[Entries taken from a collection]
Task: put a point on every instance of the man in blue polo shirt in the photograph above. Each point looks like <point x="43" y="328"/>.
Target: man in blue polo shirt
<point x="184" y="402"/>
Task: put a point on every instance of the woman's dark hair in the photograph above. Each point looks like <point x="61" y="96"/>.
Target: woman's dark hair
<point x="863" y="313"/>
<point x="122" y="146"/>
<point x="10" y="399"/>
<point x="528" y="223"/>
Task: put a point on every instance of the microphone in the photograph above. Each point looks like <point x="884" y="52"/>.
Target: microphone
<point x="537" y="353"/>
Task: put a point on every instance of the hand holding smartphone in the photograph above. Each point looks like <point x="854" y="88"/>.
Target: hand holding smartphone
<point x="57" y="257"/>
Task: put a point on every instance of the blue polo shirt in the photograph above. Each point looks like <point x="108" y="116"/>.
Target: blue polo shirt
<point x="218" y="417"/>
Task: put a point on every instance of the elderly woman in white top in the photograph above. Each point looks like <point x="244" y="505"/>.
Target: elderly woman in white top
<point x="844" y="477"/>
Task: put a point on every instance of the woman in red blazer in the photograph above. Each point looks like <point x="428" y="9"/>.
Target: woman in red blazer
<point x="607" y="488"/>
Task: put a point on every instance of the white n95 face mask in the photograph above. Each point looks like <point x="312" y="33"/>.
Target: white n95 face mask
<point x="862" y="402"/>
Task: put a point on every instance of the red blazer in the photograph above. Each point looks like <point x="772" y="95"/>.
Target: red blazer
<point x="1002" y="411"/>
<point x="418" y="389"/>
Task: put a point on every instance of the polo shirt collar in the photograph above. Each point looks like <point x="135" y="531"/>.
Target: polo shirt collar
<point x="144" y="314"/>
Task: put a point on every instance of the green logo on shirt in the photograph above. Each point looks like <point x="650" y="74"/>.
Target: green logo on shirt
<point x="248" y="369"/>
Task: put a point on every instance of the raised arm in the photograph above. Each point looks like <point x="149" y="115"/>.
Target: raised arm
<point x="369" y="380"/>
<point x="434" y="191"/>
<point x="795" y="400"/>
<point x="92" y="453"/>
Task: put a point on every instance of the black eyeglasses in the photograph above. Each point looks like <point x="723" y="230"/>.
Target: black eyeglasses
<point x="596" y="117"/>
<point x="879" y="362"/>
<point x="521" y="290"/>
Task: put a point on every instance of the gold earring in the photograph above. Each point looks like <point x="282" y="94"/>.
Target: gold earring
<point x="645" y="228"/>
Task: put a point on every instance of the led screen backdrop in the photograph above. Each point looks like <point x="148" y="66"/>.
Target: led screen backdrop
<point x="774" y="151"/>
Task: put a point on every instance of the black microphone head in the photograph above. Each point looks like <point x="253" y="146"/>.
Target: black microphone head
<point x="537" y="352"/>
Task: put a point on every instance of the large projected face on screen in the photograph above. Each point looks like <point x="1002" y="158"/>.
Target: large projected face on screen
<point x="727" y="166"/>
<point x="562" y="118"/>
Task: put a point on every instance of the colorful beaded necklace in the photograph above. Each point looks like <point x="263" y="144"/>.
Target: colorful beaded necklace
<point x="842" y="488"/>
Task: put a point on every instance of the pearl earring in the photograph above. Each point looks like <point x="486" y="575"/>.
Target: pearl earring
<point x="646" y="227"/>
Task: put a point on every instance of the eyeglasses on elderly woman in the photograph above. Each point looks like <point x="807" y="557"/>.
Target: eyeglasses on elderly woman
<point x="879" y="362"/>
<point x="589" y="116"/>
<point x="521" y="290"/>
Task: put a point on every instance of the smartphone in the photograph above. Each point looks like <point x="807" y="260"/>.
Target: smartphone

• _INSTRUCTION_
Find the line that contains "Task: put a point on every instance of the pearl". Repeat it and every line after it, exactly as written, up to and including the last line of the records above.

• _RESULT FOR THIS TASK_
Task: put a point on every instance of the pearl earring in the photograph above. Each point looks like <point x="486" y="575"/>.
Target: pearl earring
<point x="646" y="227"/>
Task: put a point on every instance of the eyeglasses on elderly woman in the photograph above. Each point looks like <point x="807" y="557"/>.
Target: eyeglasses on elderly woman
<point x="879" y="362"/>
<point x="589" y="116"/>
<point x="521" y="290"/>
Task: put a point on every instance of the smartphone in the photograph above. Each point looks like <point x="807" y="260"/>.
Target: smartphone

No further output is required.